Running an async task with a timeout

ole · June 18, 2021, 11:58am

I wrote a function async(timeoutAfter:work:). Its goal is to run an async task with a timeout. If the timeout expires and the work hasn't completed, it should cancel the task and throw a TimedOutError.

Here’s my code. It seems to work, but I’m not sure if it’s correct. Am I on the right track here or is there a better way to achieve this?

import Foundation.NSDate // for TimeInterval

struct TimedOutError: Error, Equatable {}

/// Runs an async task with a timeout.
///
/// - Parameters:
///   - maxDuration: The duration in seconds `work` is allowed to run before timing out.
///   - work: The async operation to perform.
/// - Returns: Returns the result of `work` if it completed in time.
/// - Throws: Throws ``TimedOutError`` if the timeout expires before `work` completes.
════════════════════
▶ EXERCISE GOAL: In the async timeout post, list every label in the documentation comment that comes right after a hyphen and ends with a colon.

▶ GIVEN DATA:
════════════════════
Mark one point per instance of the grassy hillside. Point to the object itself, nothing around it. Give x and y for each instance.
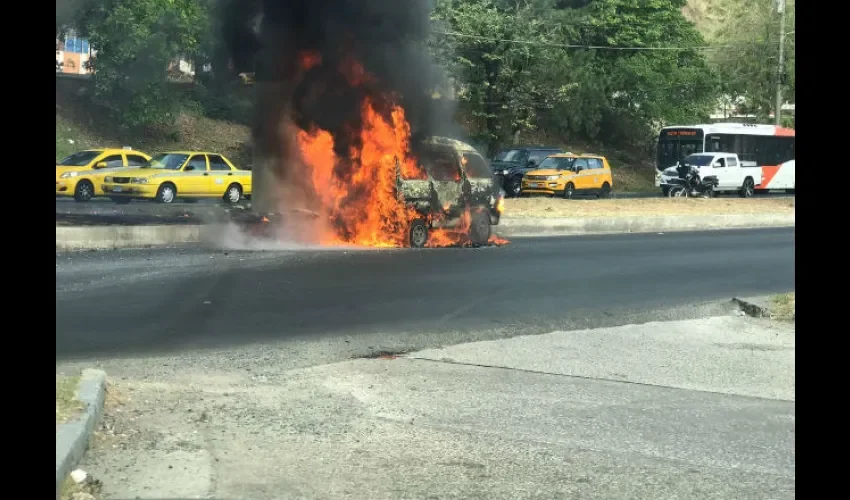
════════════════════
▶ SOLUTION TO THIS PROBLEM: Parameters, maxDuration, work, Returns, Throws